Provided data Start Marker
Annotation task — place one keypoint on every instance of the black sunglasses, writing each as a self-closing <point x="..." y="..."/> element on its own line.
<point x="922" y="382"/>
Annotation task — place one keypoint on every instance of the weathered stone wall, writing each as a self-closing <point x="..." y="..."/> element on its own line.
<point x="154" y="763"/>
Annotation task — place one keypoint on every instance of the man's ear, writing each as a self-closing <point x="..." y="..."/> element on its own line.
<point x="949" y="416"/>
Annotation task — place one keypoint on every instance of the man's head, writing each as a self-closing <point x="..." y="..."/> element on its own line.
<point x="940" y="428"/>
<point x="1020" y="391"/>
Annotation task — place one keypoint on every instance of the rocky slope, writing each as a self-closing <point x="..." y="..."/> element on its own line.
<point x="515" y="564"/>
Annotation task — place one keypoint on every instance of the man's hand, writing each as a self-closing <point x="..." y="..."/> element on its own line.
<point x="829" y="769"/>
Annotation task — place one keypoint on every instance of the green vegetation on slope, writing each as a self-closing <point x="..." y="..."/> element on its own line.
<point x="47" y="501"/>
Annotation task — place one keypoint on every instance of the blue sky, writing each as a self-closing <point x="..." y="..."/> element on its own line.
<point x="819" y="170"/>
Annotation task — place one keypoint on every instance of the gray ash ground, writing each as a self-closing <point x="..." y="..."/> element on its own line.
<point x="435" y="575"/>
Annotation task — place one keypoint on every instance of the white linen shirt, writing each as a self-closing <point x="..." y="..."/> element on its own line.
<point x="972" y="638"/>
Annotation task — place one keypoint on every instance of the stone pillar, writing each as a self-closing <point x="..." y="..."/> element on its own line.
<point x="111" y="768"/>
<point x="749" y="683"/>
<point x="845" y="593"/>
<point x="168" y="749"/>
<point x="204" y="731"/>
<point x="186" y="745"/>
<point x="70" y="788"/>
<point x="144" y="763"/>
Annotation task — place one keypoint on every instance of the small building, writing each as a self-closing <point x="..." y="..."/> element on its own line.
Provided data End Marker
» **Brief**
Give back all of the data above without any alteration.

» **Written solution**
Annotation task — place one keypoint on every instance of the black sunglasses, writing each as a self-closing <point x="..." y="..."/> element on its own line.
<point x="922" y="382"/>
Annotation task — place one keypoint on every instance of the weathered stone wall, writing each as a self-closing <point x="..." y="..."/> element on its own line.
<point x="154" y="763"/>
Annotation task — place one keypoint on every instance of the man's ear, writing each as a self-closing <point x="..." y="..."/> element on its own line.
<point x="949" y="416"/>
Annotation task — place one keypoint on every instance of the man's head, writing each as a self-closing <point x="..." y="..."/> element on its own line.
<point x="940" y="428"/>
<point x="1020" y="391"/>
Annotation task — place one keypoint on every instance of the rocky slope, writing each as a self-closing <point x="..." y="..."/> element on its own line.
<point x="515" y="564"/>
Annotation task — place one keypoint on every instance of the man's hand, writing each as a self-closing <point x="..." y="..."/> element on its own line.
<point x="829" y="769"/>
Annotation task — place one keypoint on every instance of the green vegetation on slope, writing each as a self-closing <point x="..." y="..."/> element on its own line.
<point x="47" y="501"/>
Annotation task — place one keypoint on every instance of the blue sky, writing each as a self-closing <point x="..." y="..."/> element on its own line.
<point x="819" y="170"/>
Annotation task — place one keypoint on every instance of the gray ash ground, writing each as a self-closing <point x="..." y="..."/> element on its own line.
<point x="435" y="575"/>
Annotation task — place one keypoint on every instance of the white linen shirt, writing each as a self-closing <point x="..." y="..."/> element on its own line.
<point x="972" y="638"/>
Annotation task — place one keypoint on every instance of the stone pillar, writing each as a self-closing <point x="..." y="..."/> element on its own line.
<point x="111" y="768"/>
<point x="749" y="683"/>
<point x="845" y="593"/>
<point x="168" y="749"/>
<point x="204" y="731"/>
<point x="186" y="745"/>
<point x="70" y="788"/>
<point x="144" y="763"/>
Annotation task — place one keypoint on every instance of the small building, writing each as a self-closing <point x="..." y="..."/> element on its own line.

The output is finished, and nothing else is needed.